Who is your favourite animated character? How about your favourite voice in a Disney film? A personal favourite is the booming, unmistakably silky tones of James Earl Jones as Mufasa in The Lion King. As soon as you hear it you know that this is the voice of a kind, strong father figure. His warm yet powerful baritone forms a sort of sonic blanket which instantly endears the character to us. It makes Mufasa’s death all the more sad and shocking: suddenly that voice has gone.
Directors Ron Clements and John Musker have been responsible for some of the best loved Disney animated features, including The Little Mermaid, Hercules and Aladdin. Their 1986 film The Great Mouse Detective features Vincent Price as the voice of the terrifying Professor Ratigan, yet it wasn’t until 1992 that Clements and Musker broke the mould by casting a true A-list celebrity in a lead role. “When we did Aladdin,” Clements reflects, “the idea of casting a big star like Robin Williams really hadn’t been done before. Angela Lansbury was a star in Beauty and the Beast, but not quite on the same level. Robin was a huge movie star; his career was arguably at its peak.”
Clements explains that he and Musker wrote the part of the Genie with Williams in mind: “We both thought that Robin would be perfect for that character. He was a famous person but he was also the only actor we had in mind, so the role was designed for him.” The Genie is one of Disney’s best loved characters, one that set the benchmark for voice acting. Regardless of an actor’s celebrity, however, Clements and Musker insist that they always strive to find the best voice for any given part: “We always want to find a great voice, someone that really fits that character and makes it come to life. That way you can inspire the animators and make the animation that much better.”
In the case of the Genie, Disney animators would go into the studio and sketch Robin Williams at work, as Musker recalls: “We would have animators generally attend the voice sessions. Sometimes we would videotape the actors when they were recording their voiceovers so that the animators could go back later and refer to their physical characteristics and performance.” Although it is not a prerequisite that an animated character must look like its actor counterpart, some resemblance can apparently aid the animation process.

- **Dataset excerpt**:

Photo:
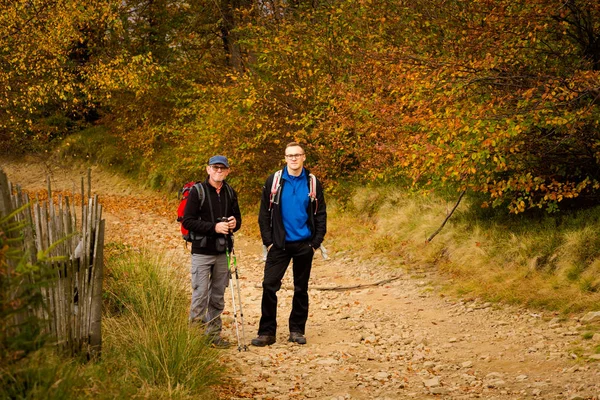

- **Problem requirements**: Can you carry on the passage about voice casting in Disney animated films from the point where it stops? None of the data above has any bearing on what comes next.

- **The answer**:
Musker reveals that in Aladdin, similarities between the Genie and Williams had to be toned down, but there are breadcrumbs of Williams within the lines of the character: “Mannerisms and certain facial expressions have crept into characters or influenced the way they look. We did a very early version of the Genie that was very much influenced by Robin, and we realised it was too close to him. We wanted the character to be a big metamorphic guy, that’s bigger than life and bald headed and barrel chested. So his design was altered, although some of the facial features – the large jaw, the sharp nose and some expression around the eyes – retained just a hint of Robin.”
In their new film Moana, Clements and Musker didn’t directly draw anything from Dwayne Johnson’s physical appearance for the character Maui, but they did borrow a signature expression from his wrestling days: “Of course we took the people’s eyebrow, we put that in the animation as a shout out to Dwayne and a little in-joke to all his fans. He’s a big strong guy but other than that we didn’t take Dwayne’s expressions or features and fit them onto Maui’s face.”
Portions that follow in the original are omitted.